◆ **Exercise inputs**:

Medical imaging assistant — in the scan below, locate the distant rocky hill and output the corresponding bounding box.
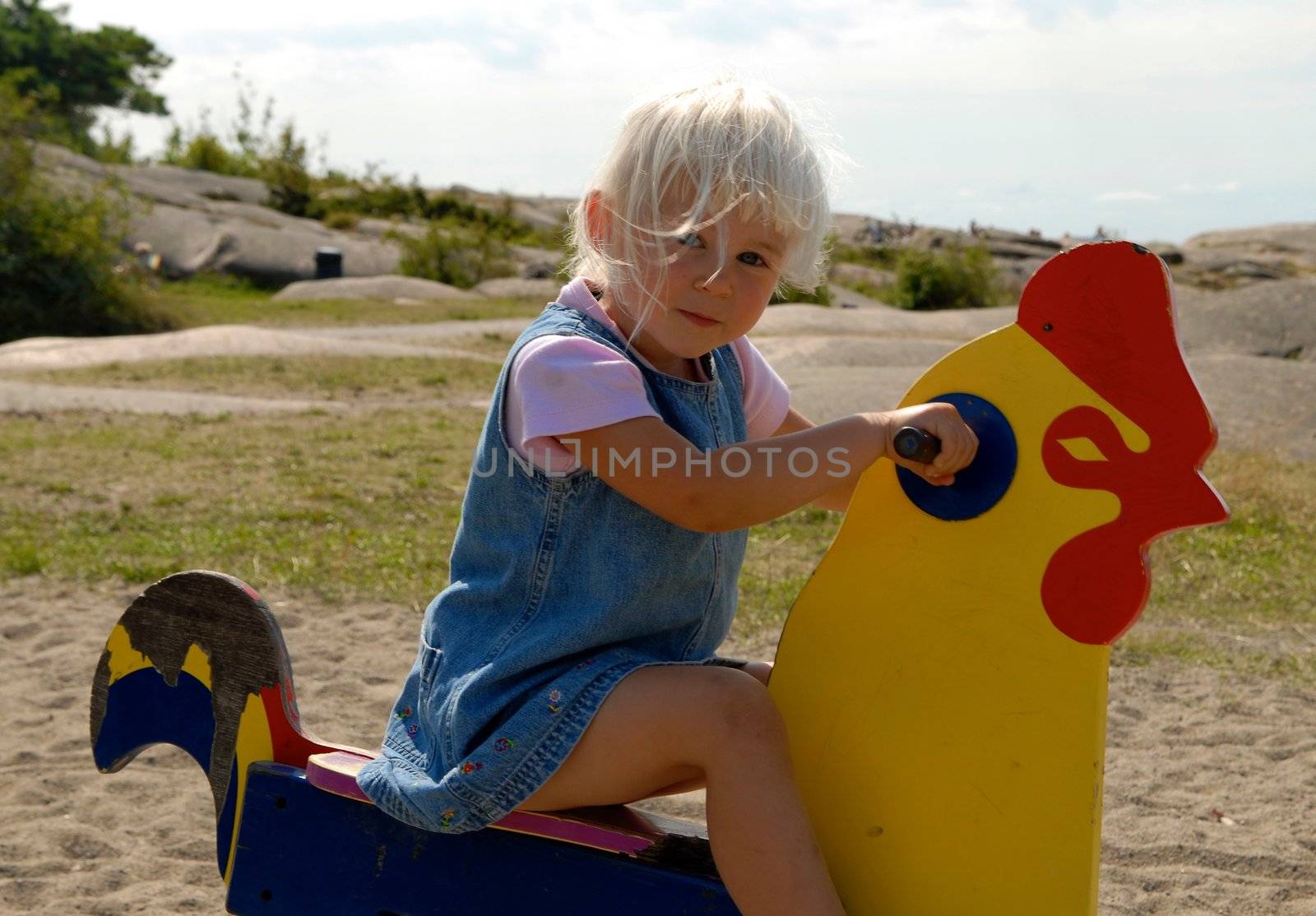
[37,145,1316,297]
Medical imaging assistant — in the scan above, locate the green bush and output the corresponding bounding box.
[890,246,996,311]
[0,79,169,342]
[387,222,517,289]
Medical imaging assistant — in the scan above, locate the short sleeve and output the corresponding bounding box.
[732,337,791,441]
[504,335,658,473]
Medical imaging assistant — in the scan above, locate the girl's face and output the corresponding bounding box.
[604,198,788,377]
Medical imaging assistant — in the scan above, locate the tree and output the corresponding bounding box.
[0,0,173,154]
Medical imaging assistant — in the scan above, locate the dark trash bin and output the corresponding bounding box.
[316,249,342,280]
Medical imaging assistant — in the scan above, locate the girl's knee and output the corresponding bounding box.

◆ **Exercise task**: Return every line of the listing that contains the word "girl".

◆ **Answer to the problem**:
Medical imaging assistant — in the scan above, locate the girl's face and output the corresponding bounding box.
Medical imaging assistant — in the scan above, locate the girl's knee and output the corresponding bounding box.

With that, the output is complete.